| Quoted passage |
The percentage of students with sufficient knowledge was slightly higher than 50%. Although other studies have found that the values of ignorance of this topic revolve around 60%3,14,15, In general, the concepts of biostatistics in our environment are low5. Furthermore, the question that had the fewest correct answers was the one that requested an interpretation of the p-value, despite the fact that the majority knew the concept of the p-value as probability. Works such as Lecoutre et al.16 and Badenes-Ribera14) have found that there is a weakness in the interpretation of this. This also means that the lack of knowledge of the value p is more frequent to the interpretation than to the theoretical concept. This may be because when health professionals read scientific articles, they do not usually apply an interpretation beyond applying the p < alpha rule to know if there are statistically significant differences or not17.
Both age and gender were not associated with knowledge about p-value. The first should not, since the gender difference should not cause a greater or lesser knowledge of it, and it is consistent with what was found in other works3,6. In the case of the second, this may be due to the fact that it does not matter that they are older, if they have not studied the subject, they do not have to know this well3,16. No association was found between public and private universities, which also coincided with the work of Andreu et al.3.
With higher academic semesters, there have been several courses that request the need to understand the concepts of p-value, as in clinical courses, where published cases are discussed, so it allows you to learn more about the subject as you finish your degree. The Araoz-Melgarejo study had the same result when it evaluated biostatistical knowledge in medical students5.

| Exercise |
Copy out the discussion passage on p-value knowledge, starting with "Both age and" and going on through "Andreu et al.3.", and swap "gender" for "sex" each time it occurs. The records are not needed for this exercise.

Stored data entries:
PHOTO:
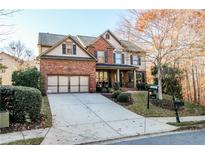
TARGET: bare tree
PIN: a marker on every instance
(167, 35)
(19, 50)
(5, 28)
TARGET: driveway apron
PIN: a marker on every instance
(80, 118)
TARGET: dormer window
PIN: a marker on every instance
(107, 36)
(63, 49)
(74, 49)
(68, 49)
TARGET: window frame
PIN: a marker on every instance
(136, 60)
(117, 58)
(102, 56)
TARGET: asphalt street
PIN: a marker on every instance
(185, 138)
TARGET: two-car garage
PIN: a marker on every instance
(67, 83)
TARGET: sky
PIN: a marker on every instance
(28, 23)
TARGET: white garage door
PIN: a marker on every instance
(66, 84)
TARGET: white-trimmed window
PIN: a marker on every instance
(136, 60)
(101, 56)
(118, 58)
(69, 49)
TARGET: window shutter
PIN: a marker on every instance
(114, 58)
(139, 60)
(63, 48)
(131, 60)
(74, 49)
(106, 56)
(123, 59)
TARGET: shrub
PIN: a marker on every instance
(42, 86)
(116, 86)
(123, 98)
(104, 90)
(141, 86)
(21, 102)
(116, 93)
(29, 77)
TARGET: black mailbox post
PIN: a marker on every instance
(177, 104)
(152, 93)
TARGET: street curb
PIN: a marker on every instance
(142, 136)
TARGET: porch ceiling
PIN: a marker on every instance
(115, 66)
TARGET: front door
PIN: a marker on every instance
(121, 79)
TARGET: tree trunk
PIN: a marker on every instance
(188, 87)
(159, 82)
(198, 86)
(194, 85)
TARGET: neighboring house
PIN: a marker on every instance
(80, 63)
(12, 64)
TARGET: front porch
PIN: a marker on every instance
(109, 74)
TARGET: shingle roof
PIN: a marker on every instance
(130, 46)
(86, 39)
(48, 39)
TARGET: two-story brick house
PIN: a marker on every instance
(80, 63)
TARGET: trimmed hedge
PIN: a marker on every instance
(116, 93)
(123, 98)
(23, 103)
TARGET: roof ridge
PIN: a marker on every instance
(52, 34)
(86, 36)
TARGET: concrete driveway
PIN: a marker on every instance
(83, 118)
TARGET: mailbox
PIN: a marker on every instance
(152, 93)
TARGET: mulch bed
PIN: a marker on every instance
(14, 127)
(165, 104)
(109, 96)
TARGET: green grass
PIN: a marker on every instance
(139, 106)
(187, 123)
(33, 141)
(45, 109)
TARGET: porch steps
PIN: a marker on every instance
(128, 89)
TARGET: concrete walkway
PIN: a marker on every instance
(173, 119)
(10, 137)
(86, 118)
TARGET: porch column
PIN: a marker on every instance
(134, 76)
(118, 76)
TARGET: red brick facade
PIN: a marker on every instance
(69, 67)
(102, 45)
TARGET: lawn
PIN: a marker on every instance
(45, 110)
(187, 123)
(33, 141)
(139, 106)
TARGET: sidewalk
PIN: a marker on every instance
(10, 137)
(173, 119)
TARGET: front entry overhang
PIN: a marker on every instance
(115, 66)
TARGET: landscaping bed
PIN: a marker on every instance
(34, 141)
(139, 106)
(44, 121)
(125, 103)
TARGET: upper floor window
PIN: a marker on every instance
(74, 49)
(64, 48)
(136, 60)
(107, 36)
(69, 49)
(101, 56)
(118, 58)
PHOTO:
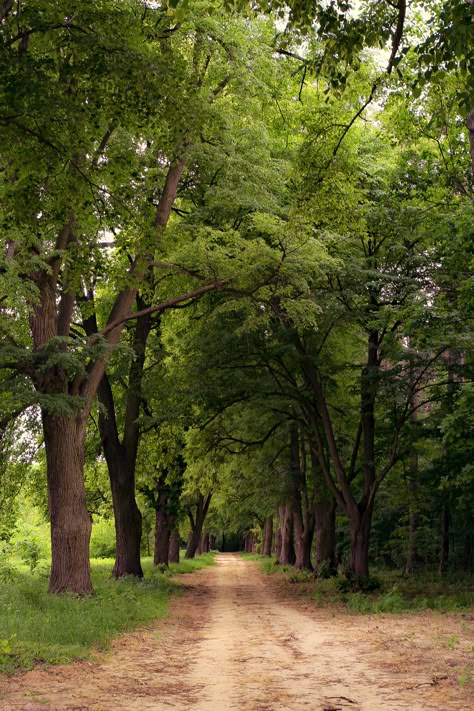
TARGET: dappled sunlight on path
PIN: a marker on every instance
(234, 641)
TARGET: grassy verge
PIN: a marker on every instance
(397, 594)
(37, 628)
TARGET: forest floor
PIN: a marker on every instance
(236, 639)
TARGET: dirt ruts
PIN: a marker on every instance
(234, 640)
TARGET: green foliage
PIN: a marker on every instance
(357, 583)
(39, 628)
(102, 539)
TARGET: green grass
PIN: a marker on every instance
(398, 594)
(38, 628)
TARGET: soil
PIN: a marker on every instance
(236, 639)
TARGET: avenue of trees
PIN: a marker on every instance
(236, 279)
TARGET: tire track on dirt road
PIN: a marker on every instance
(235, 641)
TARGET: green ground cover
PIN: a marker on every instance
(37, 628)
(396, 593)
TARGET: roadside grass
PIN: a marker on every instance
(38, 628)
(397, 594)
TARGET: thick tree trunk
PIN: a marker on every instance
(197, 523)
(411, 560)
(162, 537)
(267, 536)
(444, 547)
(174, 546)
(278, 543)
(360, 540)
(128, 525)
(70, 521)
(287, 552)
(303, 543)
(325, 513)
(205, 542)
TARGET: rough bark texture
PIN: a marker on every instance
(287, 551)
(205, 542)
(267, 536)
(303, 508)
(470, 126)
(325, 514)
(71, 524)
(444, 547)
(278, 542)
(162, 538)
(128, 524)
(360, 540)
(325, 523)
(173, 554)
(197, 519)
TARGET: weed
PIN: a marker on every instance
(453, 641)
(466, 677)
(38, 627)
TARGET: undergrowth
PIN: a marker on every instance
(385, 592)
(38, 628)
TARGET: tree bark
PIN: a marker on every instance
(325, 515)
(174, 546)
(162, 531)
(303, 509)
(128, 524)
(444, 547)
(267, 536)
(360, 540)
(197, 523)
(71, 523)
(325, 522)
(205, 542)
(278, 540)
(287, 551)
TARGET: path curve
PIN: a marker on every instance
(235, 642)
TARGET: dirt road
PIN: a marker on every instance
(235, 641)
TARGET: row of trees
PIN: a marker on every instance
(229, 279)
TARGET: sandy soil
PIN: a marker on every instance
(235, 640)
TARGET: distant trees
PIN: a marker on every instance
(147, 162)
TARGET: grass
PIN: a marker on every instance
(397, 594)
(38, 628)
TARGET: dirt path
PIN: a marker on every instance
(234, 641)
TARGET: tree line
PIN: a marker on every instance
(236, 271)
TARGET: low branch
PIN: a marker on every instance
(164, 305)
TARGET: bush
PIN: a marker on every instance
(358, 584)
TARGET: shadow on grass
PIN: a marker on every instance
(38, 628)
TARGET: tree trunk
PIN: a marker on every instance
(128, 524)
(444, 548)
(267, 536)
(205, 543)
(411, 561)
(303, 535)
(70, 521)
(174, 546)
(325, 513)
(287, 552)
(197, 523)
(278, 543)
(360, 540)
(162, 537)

| Answer to this exercise |
Both age and sex were not associated with knowledge about p-value. The first should not, since the sex difference should not cause a greater or lesser knowledge of it, and it is consistent with what was found in other works3,6. In the case of the second, this may be due to the fact that it does not matter that they are older, if they have not studied the subject, they do not have to know this well3,16. No association was found between public and private universities, which also coincided with the work of Andreu et al.3.